## Work order 1
Using the research article on acyl peptide hydrolase, answer the following:
(a) On what date was the research article on acyl peptide hydrolase published?
(b) What type of protease is acyl peptide hydrolase?
(c) Which form of amyloid-beta do recent findings suggest is the most toxic?
## Work order 2
Write the next part of the research article on acyl peptide hydrolase, beginning after its final sentence.

## Document extract
=== Section Start ===
Research article

Acyl peptide hydrolase degrades monomeric and oligomeric amyloid-beta peptide

Rina Yamin¹ , Cheng Zhao² , Peter B O'Connor^1,2 , Ann C McKee^3,4,5 and Carmela R Abraham^1,6

¹  Department of Biochemistry, Boston University School of Medicine, 72 East Concord Street, Boston, K620, MA 02118, USA

²  Mass Spectrometry Resource, Boston University School of Medicine, 670 Albany Street, Boston, MA 02118, USA

³  Department of Neurology, Boston University School of Medicine, 72 East Concord Street, Boston, MA 02118, USA

⁴  Department of Pathology, Boston University School of Medicine, 72 East Concord Street, Boston, MA 02118, USA

⁵  Geriatric Research Educational and Clinical Center, Bedford Veterans Administration Medical Center, MA 01730, USA

⁶  Department of Medicine, the, Boston University School of Medicine, 72 East Concord Street, Boston, MA 02118, USA

author email corresponding author email

Molecular Neurodegeneration 2009, 4:33doi:10.1186/1750-1326-4-33

Published:	23 July 2009

Abstract

Background

The abnormal accumulation of amyloid-beta peptide is believed to cause malfunctioning of neurons in the Alzheimer's disease brain. Amyloid-beta exists in different assembly forms in the aging mammalian brain including monomers, oligomers, and aggregates, and in senile plaques, fibrils. Recent findings suggest that soluble amyloid-beta oligomers may represent the primary pathological species in Alzheimer's disease and the most toxic form that impairs synaptic and thus neuronal function. We previously reported the isolation of a novel amyloid-beta-degrading enzyme, acyl peptide hydrolase, a serine protease that degrades amyloid-beta, and is different in structure and activity from other amyloid-beta-degrading enzymes.
=== Section End ===
## Supplied data
=== Section Start ===
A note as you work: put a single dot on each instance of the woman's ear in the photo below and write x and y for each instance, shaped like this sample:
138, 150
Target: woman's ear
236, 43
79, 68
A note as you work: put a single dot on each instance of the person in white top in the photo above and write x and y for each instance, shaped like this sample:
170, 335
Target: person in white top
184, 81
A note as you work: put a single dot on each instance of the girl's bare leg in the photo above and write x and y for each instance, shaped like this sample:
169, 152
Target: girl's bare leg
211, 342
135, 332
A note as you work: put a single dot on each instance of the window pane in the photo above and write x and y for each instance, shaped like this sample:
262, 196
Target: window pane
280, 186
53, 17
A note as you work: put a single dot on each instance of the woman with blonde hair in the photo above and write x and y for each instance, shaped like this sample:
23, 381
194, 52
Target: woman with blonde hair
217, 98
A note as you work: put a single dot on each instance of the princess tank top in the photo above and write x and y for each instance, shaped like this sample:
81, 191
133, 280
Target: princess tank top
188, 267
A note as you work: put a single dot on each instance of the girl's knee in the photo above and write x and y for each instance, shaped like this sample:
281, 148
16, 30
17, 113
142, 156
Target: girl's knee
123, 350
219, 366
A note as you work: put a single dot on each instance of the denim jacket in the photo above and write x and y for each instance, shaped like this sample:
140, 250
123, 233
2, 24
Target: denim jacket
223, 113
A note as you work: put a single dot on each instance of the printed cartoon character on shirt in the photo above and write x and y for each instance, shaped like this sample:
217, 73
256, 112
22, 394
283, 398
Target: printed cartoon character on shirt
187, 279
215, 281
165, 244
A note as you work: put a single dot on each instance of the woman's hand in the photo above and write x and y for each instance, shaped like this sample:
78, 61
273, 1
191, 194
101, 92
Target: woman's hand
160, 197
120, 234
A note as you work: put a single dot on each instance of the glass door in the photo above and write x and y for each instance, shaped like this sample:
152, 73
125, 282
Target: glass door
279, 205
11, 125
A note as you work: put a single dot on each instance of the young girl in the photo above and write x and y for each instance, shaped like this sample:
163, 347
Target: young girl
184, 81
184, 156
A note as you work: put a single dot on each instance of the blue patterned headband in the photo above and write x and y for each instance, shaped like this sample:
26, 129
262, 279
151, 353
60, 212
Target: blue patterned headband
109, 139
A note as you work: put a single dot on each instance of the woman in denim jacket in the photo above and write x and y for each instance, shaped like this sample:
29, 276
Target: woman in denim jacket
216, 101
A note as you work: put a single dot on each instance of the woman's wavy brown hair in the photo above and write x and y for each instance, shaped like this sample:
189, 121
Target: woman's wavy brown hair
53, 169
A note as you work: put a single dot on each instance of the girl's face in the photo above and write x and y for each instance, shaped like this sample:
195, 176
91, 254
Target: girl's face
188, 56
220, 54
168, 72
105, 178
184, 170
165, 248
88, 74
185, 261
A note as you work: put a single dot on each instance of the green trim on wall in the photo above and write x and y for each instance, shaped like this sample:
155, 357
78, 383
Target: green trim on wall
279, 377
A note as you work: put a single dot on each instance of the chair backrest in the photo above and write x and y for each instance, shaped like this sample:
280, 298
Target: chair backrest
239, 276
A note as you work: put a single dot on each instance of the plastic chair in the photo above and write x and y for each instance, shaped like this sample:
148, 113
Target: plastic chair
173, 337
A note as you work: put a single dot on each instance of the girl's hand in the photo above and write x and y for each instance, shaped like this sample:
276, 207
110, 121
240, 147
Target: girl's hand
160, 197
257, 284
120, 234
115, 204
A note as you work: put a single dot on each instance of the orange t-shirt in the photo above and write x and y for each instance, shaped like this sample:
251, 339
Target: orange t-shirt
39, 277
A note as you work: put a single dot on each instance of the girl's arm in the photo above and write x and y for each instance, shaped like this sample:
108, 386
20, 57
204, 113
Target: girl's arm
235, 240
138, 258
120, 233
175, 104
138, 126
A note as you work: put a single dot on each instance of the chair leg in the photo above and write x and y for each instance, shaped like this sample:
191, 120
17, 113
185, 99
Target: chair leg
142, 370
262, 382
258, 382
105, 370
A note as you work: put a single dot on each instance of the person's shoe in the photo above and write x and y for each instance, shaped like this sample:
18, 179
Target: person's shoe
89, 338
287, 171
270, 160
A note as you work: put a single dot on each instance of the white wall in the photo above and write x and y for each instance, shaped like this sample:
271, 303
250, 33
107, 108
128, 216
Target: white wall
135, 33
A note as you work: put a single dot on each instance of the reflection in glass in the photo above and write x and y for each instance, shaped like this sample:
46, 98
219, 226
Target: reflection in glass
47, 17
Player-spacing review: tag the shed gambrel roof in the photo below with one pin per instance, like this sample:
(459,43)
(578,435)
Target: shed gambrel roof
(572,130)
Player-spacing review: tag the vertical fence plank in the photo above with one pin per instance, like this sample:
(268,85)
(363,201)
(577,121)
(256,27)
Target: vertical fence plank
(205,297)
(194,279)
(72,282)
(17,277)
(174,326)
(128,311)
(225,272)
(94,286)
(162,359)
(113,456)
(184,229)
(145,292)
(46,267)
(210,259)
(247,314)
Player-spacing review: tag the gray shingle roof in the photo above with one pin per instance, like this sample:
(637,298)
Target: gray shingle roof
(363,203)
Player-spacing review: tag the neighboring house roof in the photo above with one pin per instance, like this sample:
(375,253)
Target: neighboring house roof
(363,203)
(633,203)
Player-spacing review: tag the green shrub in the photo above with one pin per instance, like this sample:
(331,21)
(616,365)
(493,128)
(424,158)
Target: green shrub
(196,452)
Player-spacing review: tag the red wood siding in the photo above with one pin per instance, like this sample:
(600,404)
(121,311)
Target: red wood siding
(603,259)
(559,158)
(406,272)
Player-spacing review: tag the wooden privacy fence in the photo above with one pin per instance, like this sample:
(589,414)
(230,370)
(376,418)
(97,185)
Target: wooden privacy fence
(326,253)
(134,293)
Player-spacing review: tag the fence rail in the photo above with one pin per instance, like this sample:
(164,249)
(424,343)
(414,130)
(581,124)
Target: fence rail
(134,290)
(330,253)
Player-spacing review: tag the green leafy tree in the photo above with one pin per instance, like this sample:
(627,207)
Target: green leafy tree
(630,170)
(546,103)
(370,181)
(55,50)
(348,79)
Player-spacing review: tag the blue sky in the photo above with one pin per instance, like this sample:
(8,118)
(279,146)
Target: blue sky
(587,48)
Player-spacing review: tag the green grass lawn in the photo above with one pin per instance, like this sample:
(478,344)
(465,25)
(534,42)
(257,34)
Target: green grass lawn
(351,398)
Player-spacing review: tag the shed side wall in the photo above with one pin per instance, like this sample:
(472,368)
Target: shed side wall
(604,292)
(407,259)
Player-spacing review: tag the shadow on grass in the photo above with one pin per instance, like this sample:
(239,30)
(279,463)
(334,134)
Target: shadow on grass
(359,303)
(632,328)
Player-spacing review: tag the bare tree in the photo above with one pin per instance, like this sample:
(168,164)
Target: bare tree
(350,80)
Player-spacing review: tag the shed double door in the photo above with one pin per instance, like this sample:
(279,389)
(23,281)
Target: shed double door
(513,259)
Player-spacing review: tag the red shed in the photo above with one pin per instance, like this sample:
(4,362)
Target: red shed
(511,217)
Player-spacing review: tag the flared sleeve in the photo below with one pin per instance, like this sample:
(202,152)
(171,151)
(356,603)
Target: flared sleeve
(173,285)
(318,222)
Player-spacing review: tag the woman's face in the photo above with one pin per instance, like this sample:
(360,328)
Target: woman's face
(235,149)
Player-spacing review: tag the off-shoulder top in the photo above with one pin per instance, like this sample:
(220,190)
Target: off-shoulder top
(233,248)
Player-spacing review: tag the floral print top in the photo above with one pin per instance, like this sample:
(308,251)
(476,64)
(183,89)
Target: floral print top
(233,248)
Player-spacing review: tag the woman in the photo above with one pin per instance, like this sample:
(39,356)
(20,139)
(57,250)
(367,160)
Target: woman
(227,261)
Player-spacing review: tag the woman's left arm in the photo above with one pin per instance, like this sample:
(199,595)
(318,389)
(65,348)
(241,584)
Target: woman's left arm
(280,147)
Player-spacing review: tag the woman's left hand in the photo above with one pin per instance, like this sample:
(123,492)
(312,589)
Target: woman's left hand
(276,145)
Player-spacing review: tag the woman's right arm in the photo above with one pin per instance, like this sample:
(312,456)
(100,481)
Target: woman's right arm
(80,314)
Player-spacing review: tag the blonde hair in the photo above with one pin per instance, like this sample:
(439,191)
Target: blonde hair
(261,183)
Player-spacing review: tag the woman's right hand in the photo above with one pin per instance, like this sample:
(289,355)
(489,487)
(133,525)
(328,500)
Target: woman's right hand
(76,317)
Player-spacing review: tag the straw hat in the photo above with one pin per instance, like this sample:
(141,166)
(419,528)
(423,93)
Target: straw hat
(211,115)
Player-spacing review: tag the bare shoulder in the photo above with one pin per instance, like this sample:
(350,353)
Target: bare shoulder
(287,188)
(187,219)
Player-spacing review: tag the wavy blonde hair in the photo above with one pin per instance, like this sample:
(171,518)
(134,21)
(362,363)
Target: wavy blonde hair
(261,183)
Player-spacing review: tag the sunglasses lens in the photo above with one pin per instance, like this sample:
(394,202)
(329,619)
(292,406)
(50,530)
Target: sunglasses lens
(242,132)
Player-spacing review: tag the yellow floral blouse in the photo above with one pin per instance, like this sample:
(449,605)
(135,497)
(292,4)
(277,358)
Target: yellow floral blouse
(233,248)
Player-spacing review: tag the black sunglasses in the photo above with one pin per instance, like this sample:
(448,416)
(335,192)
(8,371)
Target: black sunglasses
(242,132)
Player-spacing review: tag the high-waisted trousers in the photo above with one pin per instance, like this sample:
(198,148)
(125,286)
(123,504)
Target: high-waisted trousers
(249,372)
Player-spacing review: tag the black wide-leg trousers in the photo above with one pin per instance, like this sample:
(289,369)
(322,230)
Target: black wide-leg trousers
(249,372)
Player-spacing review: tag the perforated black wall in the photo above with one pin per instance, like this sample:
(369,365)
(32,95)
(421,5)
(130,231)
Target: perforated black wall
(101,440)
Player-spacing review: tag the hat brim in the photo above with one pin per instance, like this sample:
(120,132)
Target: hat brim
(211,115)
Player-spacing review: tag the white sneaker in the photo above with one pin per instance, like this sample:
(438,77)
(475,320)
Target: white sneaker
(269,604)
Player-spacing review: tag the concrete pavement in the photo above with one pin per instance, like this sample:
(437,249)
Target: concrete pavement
=== Section End ===
## Answer area 1
(a) 23 July 2009
(b) A serine protease
(c) Soluble amyloid-beta oligomers

## Answer area 2
Results

Here we report the further characterization of acyl peptide hydrolase activity using mass spectrometry. Acyl peptide hydrolase cleaves the amyloid-beta peptide at amino acids 13, 14 and 19. In addition, by real-time PCR we found elevated acyl peptide hydrolase expression in brain areas rich in amyloid plaques suggesting that this enzyme's levels are responsive to increases in amyloid-beta levels. Lastly, tissue culture experiments using transfected CHO cells expressing APP751 bearing the V717F mutation indicate that acyl peptide hydrolase preferentially degrades dimeric and trimeric forms of amyloid-beta.

Conclusion

These data suggest that acyl peptide hydrolase is involved in the degradation of oligomeric amyloid-beta, an activity that, if induced, might present a new tool for therapy aimed at reducing neurodegeneration in the Alzheimer's brain.